> SUPPLIED TEXT:
>>>
HoverHell / RedditImageGrab

Downloads images from sub-reddits of reddit.com.
GNU General Public License v3.0
311 stars 78 forks source link

Downloads extra pics from imgur albums... #44

Closed gcomyn closed 8 years ago

gcomyn commented 8 years ago

When downloading from imgur albums, there are either one or two extra 'pics' that are downloaded... I've seen this with a album downloader called 'albumr', and if you changed line 125 in the redditdownload.py to the following, it fixes this.

match = re.compile(r'\"hash\":\"(.[^\"]*)\",\"title\"')

since the album title has a hash as well, you have to specify only those with a title after the hash.

rachmadaniHaryono commented 8 years ago

can you give imgurl album example for that?

gcomyn commented 8 years ago

everyone that I downloaded did this....

try this one

http://imgur.com/a/NLMAm

it's from

https://www.reddit.com/r/pic/

I tested it (removed the title from the match) and it downloaded 2 extra files... then I deleted those pics, fixed the py file, ran it again, and it didn't.
<<<
> DIRECTION 1: According to the issue thread, why must the replacement pattern for line 125 match only a hash that is followed by a title?

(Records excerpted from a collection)
>>>
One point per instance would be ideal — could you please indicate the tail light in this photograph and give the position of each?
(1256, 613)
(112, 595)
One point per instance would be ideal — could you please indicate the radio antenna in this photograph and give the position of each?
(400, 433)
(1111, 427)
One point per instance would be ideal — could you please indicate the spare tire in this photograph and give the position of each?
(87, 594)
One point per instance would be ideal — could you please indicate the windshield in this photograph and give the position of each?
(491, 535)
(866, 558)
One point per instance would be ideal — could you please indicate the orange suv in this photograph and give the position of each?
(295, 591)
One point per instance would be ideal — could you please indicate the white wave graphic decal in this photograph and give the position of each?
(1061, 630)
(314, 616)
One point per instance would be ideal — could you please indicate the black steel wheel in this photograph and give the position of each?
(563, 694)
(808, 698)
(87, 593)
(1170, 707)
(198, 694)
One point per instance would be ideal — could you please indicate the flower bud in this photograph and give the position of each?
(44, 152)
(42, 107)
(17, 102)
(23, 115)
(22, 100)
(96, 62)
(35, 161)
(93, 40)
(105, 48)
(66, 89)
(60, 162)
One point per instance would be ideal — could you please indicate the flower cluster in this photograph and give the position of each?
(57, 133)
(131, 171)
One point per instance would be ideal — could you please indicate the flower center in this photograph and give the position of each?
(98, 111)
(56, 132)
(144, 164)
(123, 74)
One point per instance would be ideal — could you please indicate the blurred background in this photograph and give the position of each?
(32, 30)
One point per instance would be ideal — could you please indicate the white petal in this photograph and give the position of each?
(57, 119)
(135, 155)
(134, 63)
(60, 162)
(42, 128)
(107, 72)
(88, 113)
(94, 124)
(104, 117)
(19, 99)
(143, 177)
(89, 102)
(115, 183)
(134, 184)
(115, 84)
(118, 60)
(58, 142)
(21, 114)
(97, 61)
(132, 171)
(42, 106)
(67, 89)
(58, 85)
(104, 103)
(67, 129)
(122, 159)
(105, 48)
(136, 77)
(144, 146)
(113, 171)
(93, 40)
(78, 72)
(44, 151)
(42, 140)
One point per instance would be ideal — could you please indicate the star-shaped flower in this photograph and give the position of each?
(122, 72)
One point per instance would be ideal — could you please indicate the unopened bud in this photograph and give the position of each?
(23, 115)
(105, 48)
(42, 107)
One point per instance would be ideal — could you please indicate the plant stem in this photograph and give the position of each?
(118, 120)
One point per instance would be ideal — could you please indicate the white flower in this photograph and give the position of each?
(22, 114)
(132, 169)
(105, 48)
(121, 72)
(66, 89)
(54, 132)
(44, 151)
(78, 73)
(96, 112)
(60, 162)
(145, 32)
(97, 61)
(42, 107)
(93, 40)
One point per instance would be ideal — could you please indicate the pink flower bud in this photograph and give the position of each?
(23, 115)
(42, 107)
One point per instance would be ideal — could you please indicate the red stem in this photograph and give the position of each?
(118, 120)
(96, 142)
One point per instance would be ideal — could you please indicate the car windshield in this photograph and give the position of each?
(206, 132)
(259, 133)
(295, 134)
<<<
> DIRECTION 2: Print everything in the listing from the line containing "the white flower" down to the end of the listing, with both ends included.

> EXERCISE RESULT 1: The album title has a hash as well. The pattern must therefore match only hashes followed by a title so that the album's own hash is not picked up.

> EXERCISE RESULT 2:
One point per instance would be ideal — could you please indicate the white flower in this photograph and give the position of each?
(22, 114)
(132, 169)
(105, 48)
(121, 72)
(66, 89)
(54, 132)
(44, 151)
(78, 73)
(96, 112)
(60, 162)
(145, 32)
(97, 61)
(42, 107)
(93, 40)
One point per instance would be ideal — could you please indicate the pink flower bud in this photograph and give the position of each?
(23, 115)
(42, 107)
One point per instance would be ideal — could you please indicate the red stem in this photograph and give the position of each?
(118, 120)
(96, 142)
One point per instance would be ideal — could you please indicate the car windshield in this photograph and give the position of each?
(206, 132)
(259, 133)
(295, 134)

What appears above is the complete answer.